### TASK INSTRUCTIONS
Locate all lines in the data below that hold "light" and show them.

### INFORMATION SHOWN
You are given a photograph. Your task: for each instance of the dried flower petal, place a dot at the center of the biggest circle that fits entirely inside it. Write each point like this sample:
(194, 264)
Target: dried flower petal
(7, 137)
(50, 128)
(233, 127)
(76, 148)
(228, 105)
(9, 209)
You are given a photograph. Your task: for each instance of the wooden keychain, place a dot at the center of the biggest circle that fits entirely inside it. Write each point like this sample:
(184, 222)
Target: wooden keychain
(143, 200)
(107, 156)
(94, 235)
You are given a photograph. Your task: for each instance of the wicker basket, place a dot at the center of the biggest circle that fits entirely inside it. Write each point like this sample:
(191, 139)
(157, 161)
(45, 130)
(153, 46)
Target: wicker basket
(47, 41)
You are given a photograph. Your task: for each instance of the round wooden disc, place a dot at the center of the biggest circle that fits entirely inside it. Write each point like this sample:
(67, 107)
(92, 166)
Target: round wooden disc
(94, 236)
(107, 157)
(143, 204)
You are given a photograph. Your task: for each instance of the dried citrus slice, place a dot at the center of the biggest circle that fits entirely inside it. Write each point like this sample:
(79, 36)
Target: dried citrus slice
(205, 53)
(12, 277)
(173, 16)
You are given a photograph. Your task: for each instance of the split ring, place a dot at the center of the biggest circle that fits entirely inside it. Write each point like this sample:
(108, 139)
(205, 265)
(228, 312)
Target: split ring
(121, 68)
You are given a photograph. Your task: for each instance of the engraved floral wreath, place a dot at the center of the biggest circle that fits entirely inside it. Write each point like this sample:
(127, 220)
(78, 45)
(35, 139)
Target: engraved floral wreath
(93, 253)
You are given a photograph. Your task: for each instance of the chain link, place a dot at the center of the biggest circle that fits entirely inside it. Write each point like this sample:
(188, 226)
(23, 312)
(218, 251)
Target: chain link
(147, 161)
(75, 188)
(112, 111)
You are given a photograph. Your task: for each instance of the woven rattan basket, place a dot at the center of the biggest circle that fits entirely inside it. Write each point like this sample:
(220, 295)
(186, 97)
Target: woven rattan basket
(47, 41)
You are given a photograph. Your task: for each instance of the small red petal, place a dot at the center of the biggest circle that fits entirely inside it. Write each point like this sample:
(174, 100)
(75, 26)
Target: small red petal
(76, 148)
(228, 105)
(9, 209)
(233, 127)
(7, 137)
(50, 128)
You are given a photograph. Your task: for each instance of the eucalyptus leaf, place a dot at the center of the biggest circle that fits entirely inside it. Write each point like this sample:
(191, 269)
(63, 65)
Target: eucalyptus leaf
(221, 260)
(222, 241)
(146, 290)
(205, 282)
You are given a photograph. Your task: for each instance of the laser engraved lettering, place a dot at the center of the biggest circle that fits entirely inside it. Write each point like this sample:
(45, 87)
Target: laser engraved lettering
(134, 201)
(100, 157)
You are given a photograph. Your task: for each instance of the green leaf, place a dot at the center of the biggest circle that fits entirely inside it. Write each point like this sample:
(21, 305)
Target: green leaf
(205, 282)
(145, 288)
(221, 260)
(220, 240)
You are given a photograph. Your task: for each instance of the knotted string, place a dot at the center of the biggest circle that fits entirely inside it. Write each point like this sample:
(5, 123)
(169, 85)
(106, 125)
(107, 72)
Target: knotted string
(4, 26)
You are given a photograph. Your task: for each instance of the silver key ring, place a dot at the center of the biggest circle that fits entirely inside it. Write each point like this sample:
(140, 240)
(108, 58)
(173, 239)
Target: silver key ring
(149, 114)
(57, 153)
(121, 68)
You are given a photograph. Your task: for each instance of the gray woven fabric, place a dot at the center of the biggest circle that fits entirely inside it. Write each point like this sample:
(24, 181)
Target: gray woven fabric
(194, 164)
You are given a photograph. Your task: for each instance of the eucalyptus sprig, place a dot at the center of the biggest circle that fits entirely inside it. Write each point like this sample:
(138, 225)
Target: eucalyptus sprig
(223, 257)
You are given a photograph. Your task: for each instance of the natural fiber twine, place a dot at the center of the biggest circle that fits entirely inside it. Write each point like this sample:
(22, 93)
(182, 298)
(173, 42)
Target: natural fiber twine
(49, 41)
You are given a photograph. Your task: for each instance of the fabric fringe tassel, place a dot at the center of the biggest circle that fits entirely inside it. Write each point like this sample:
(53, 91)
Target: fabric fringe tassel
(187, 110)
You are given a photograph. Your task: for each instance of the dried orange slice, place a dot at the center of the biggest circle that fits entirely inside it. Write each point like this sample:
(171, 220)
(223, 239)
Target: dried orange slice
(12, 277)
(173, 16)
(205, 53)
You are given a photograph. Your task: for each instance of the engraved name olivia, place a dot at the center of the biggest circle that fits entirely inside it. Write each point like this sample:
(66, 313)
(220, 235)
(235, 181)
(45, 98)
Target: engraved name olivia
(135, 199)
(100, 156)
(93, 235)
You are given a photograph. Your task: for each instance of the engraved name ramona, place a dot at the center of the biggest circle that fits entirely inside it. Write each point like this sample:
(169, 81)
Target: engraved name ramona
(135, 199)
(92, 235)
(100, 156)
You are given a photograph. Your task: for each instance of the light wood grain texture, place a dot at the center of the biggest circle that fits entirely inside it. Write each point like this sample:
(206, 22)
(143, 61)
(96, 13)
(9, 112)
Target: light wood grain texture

### RESPONSE FOR THIS EXERCISE
You are given a photograph. Your task: for each instance of the light wood grain texture, place a dot at the center of the biggest circle that fits entirely inside it. Write each point like this sample:
Target: light wood grain texture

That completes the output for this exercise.